*SUPPLIED TEXT*

╔══

EXHIBIT 4.1


                    SECOND AMENDMENT TO STOCKHOLDER AGREEMENT


                  THIS SECOND AMENDMENT TO STOCKHOLDER AGREEMENT (this
"AGREEMENT") is entered into on January 15, 2002 by and among ENERGY PARTNERS,
LTD., a Delaware corporation (the "COMPANY"), EVERCORE CAPITAL PARTNERS L.P.,
EVERCORE CAPITAL PARTNERS (NQ) L.P. and EVERCORE CO. INVESTMENT PARTNERSHIP
L.P., each a limited partnership organized under the laws of the State of
Delaware, and EVERCORE CAPITAL OFFSHORE PARTNERS L.P., a limited partnership
organized under the laws of the Cayman Islands (collectively, the "EVERCORE
ENTITIES"), ENERGY INCOME FUND, L.P., a limited partnership organized under the
laws of the State of Delaware ("EIF"), and the individual stockholders of the
Company signatories hereto. Terms used but not defined herein have the meanings
assigned to such terms in the Stockholder Agreement (the "STOCKHOLDER
AGREEMENT") dated November 17, 1999, as amended, by and among the Company, the
Evercore Entities, EIF and the individual stockholders of the Company party
thereto (the "INDIVIDUAL STOCKHOLDERS").

                  WHEREAS, the Company, the Evercore Entities, EIF and the
Individual Stockholders are party to the Stockholder Agreement.

                  WHEREAS, the parties hereto wish to amend the Stockholder
Agreement as set forth in this Agreement.

                  NOW, THEREFORE, the parties hereto hereby agree as follows:

                  1. Section 1.1 is hereby amended by adding the following
definition:

                           "HHOC Shareholders" means Paul Candies, W.P. Dillard,
                  Gary L. Hall, Wayne P. Hall, John H. Peper, Bruce R. Sidner
                  and their respective Affiliates (which term shall not include
                  the Company or its subsidiaries).

                  2. Section 3.2(a) and (b) is hereby amended in its entirety
with the following:

                           (a) The Board shall be composed of nine directors,
                  unless Richard A. Bachmann ceases to serve as Chairman and
                  Chief Executive Officer of the Company but remains a member of
                  the Board, in which case (and until Mr. Bachmann no longer
                  serves on the Board) the Board shall be composed of ten
                  directors. The number of Directors constituting the Board
                  shall not be changed until the earlier to occur of (x) the
                  Transition Date and (y) such time as any Person acquires at
                  least 80% of the issued and outstanding Common Stock,
                  provided, however, that a majority of the Board, with the
                  unanimous




                  consent of each Director who is a designee of any Evercore
                  Entities pursuant to this Section 3.2 may alter the size of
                  the Board; provided, further, that no reduction shall
                  eliminate a designee of any Shareholder under Section 3.2(b)
                  without such Shareholder's consent.

                           (b) Until the Transition Date, the Evercore Entities
                  shall be entitled to designate or nominate four persons (with
                  each Evercore Entity designating at least one of the persons)
                  as directors of the Company (five persons if Richard A.

╚══

*SHORT TASK*
On what date was the second amendment to the stockholder agreement entered into? The data that follows is not needed for the task.

*PROVIDED MATERIAL*
╔══

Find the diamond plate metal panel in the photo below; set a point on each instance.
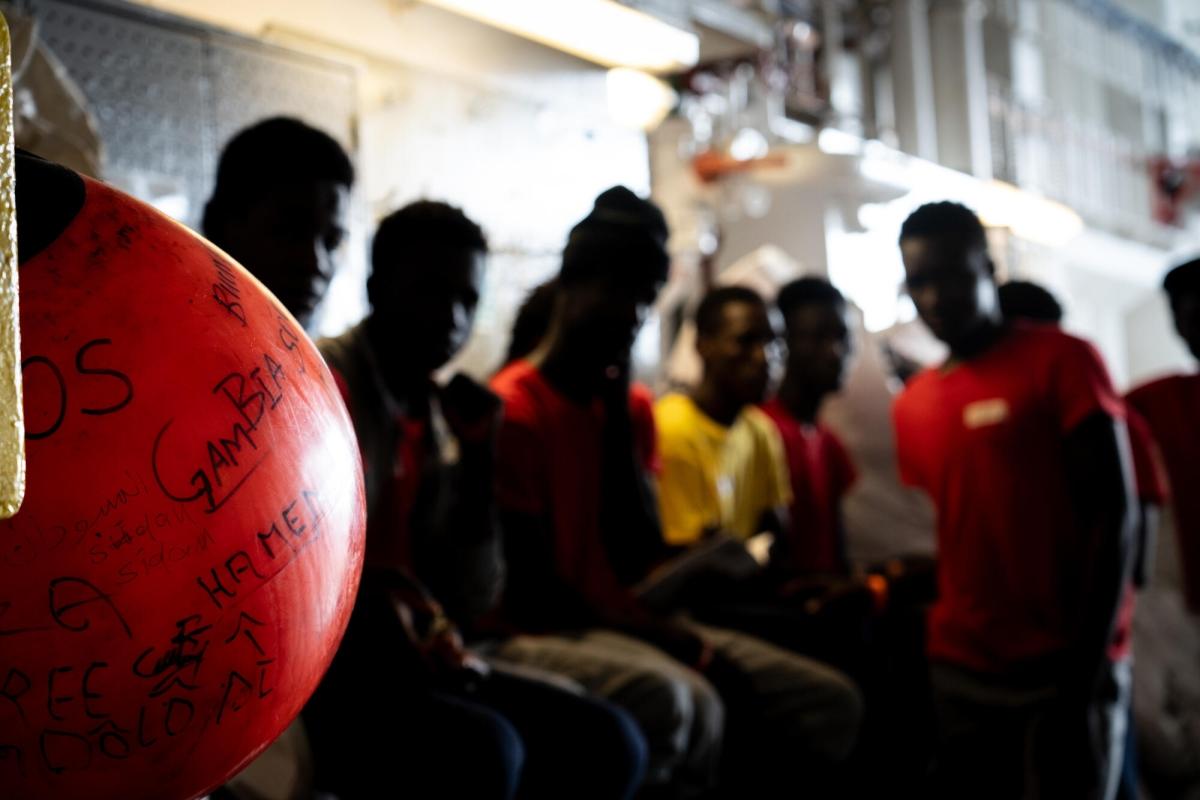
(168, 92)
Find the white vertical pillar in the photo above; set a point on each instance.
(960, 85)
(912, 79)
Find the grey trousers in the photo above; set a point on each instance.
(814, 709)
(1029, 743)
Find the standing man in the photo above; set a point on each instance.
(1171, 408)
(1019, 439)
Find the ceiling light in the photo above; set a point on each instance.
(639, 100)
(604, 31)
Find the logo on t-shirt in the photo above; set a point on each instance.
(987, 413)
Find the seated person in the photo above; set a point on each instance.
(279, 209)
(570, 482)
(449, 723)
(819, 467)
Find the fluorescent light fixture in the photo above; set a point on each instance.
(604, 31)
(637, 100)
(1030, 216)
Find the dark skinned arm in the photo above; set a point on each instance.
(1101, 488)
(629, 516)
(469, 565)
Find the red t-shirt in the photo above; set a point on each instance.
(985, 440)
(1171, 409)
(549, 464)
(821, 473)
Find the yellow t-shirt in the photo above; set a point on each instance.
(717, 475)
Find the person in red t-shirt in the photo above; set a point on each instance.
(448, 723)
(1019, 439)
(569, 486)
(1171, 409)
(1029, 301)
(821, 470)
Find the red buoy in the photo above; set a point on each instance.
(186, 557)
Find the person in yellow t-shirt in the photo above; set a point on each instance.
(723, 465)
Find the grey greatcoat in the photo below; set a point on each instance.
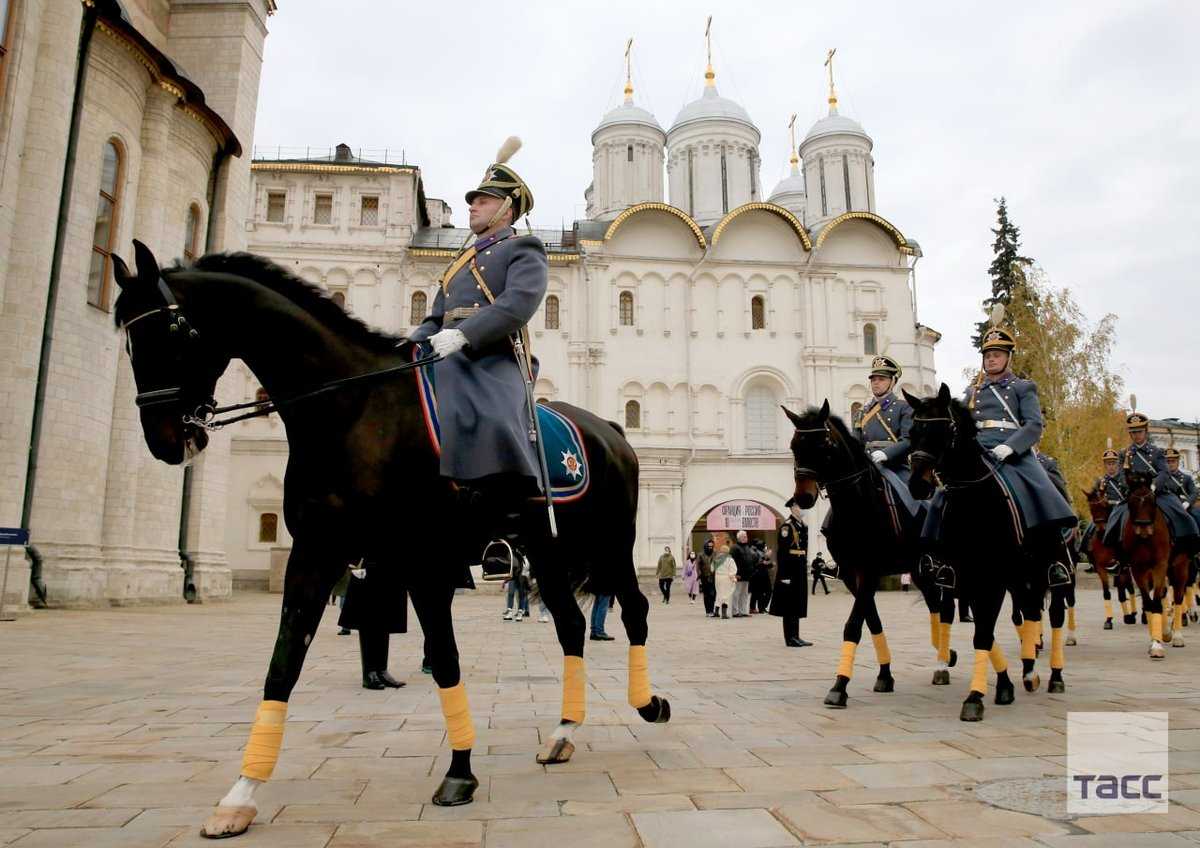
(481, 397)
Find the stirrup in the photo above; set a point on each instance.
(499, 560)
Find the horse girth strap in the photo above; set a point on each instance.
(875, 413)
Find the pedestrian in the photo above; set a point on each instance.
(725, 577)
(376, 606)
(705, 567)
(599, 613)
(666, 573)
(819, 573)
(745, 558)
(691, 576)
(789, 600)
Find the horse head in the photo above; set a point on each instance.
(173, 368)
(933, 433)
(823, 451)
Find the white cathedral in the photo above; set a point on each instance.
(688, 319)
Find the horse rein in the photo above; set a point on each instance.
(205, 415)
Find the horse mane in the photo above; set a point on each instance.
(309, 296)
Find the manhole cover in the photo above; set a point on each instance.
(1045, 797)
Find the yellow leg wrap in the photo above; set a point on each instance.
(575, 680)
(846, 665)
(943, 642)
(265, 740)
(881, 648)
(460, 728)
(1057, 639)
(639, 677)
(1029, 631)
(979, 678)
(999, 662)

╚══

*THE REPLY*
January 15, 2002